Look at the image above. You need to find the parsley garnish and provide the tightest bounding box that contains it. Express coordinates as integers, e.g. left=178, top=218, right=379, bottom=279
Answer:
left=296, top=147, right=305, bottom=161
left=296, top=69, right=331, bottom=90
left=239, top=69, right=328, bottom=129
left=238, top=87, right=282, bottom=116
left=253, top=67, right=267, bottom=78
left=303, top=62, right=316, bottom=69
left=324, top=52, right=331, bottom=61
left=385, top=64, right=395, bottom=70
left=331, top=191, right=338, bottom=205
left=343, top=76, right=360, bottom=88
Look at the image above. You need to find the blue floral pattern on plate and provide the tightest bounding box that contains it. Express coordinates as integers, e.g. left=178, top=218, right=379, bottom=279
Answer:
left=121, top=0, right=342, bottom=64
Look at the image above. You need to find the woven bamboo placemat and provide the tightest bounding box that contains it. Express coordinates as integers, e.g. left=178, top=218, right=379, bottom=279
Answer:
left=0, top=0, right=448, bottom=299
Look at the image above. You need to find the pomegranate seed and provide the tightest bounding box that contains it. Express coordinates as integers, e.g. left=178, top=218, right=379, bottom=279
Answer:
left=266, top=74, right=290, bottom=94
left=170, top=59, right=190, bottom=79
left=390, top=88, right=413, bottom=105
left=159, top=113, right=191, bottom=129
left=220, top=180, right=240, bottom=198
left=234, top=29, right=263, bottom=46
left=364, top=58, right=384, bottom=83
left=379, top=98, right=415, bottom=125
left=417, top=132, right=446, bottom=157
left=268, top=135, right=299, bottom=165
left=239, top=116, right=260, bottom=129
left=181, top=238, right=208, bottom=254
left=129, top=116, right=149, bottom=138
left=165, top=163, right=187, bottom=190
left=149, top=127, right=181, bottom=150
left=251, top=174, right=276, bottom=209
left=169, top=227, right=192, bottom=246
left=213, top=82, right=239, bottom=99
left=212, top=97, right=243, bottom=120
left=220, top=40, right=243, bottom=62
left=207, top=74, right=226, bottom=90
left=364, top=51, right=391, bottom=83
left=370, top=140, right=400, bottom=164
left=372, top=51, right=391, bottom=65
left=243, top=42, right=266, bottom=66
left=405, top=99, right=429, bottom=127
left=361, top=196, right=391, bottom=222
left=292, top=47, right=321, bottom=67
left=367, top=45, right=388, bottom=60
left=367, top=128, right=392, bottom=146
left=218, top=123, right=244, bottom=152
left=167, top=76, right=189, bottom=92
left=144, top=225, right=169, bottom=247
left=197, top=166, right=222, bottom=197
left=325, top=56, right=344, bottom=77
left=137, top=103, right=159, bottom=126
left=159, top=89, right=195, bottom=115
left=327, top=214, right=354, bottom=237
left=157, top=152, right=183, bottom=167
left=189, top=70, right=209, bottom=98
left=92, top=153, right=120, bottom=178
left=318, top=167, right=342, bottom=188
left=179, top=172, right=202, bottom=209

------------------------------------------------------------------------

• **WHAT TO PRODUCE**: Where the listing above reaches the line that contains "Look at the image above. You need to find the blue", start retyping, and finish with the line that contains "Look at the image above. You need to find the pomegranate"; reproduce those lines exactly and no others.

• **WRITTEN ANSWER**:
Look at the image above. You need to find the blue floral pattern on plate and provide the tightest bounding box that contains it. Express coordinates as integers, e.g. left=178, top=218, right=379, bottom=279
Answer:
left=121, top=0, right=342, bottom=64
Look at the image above. You need to find the woven bamboo placemat and provide the tightest bounding box that contains it. Express coordinates as integers, e.g. left=178, top=218, right=379, bottom=279
Answer:
left=0, top=0, right=448, bottom=299
Look at the image above. You need to find the pomegranate seed and provide the tightest bounding box that contains it. Express coordinates as integers, e.g. left=178, top=218, right=379, bottom=279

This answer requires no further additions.